▶ [作業依頼 1] 抜粋によると、著者がアマゾンで関わったコンビニのプロジェクトは何という名前ですか。
▶ [作業依頼 2] 抜粋から、「Kristi Coulter著「Exit Interview: The」を含む語句で始まり「どのプロジェクトに関わった。」で終わる部分を、一字一句変えずに出力してください。

▶ [抜粋]
·····
Kristi Coulter著「Exit Interview: The Life and Death of My Ambitious Career」
書籍やCDなど物理的メディアを扱うオンラインストアから現在の多角的な巨大企業に変貌しつつあった時期にシアトルに移住しアマゾンで働いていた著者がアマゾンを退社するまでの経験を書いた自叙伝。著者はもともとライター志望でアマゾンでもコピーライター的な仕事をしたほか、アマゾン自身による出版社のアマゾン・パブリッシング、外国語のエンタメ小説を中心に翻訳出版するアマゾン・クロッシング、会計をせずに商品を持ち出して自動的に支払いができるコンビニのアマゾン・ゴーなどのプロジェクトに関わった。
過剰なワーク・カルチャーや創業者ジェフ・ベゾスへの個人崇拝、日常的な女性差別、そして次第に飲酒量を増やしていく著者といった感じのテック業界にありがちなエピソードとともに、少し前(アマゾン本社キャンパスが建設される前、アマゾン社が丘の上の精神病院跡や市庁舎の隣のビジネスビルなどに分かれていた時代)のシアトルの空気がよく出ていて、シアトル在住の自分にとっては少しノスタルジアを感じた。けどまあ一般の読者にはそんな思い入れはないでしょうねはい。次第にアマゾンがクラウド事業を含め社会的影響力を増し、取引業者への圧迫や物流センターでの労働者の酷使などが注目されるなか、その内部で働いていた著者がだんだん不満を膨らませていった様子が分かる。当時のアマゾンの内部という点でそれなりにおもしろく読めるけど、それを除けばまあ毎日オフィスに出社して仕事をしていたところ、ついに我慢できなくなって辞めた話。
·····
保存されたデータ項目:
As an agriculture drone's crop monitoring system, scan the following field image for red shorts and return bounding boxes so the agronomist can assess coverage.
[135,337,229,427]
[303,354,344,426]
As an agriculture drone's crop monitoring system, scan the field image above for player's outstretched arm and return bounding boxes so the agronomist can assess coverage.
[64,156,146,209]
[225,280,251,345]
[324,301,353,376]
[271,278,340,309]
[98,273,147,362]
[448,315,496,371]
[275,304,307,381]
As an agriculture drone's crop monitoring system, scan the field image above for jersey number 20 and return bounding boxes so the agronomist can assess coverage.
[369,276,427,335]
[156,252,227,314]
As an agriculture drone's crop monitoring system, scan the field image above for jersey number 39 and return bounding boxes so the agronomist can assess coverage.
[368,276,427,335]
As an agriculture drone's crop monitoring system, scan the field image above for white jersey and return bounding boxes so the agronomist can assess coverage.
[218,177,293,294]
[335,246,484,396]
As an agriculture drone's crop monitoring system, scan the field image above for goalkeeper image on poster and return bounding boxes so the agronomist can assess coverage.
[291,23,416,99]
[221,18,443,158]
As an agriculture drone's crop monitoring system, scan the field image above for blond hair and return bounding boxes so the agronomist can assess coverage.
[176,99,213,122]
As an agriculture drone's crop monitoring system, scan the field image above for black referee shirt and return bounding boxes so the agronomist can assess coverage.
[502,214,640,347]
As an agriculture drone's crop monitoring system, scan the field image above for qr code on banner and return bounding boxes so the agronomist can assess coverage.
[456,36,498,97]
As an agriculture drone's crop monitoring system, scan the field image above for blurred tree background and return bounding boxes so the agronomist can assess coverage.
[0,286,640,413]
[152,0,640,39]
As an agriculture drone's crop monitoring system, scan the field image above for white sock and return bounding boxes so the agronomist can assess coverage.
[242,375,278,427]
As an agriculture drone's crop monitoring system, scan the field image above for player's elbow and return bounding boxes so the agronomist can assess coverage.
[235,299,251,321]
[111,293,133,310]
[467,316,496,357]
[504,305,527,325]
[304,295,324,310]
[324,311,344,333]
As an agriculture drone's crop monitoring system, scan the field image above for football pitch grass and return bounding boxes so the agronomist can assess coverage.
·····
▶ [結果 1] アマゾン・ゴーです。

▶ [結果 2]
Kristi Coulter著「Exit Interview: The Life and Death of My Ambitious Career」
書籍やCDなど物理的メディアを扱うオンラインストアから現在の多角的な巨大企業に変貌しつつあった時期にシアトルに移住しアマゾンで働いていた著者がアマゾンを退社するまでの経験を書いた自叙伝。著者はもともとライター志望でアマゾンでもコピーライター的な仕事をしたほか、アマゾン自身による出版社のアマゾン・パブリッシング、外国語のエンタメ小説を中心に翻訳出版するアマゾン・クロッシング、会計をせずに商品を持ち出して自動的に支払いができるコンビニのアマゾン・ゴーなどのプロジェクトに関わった。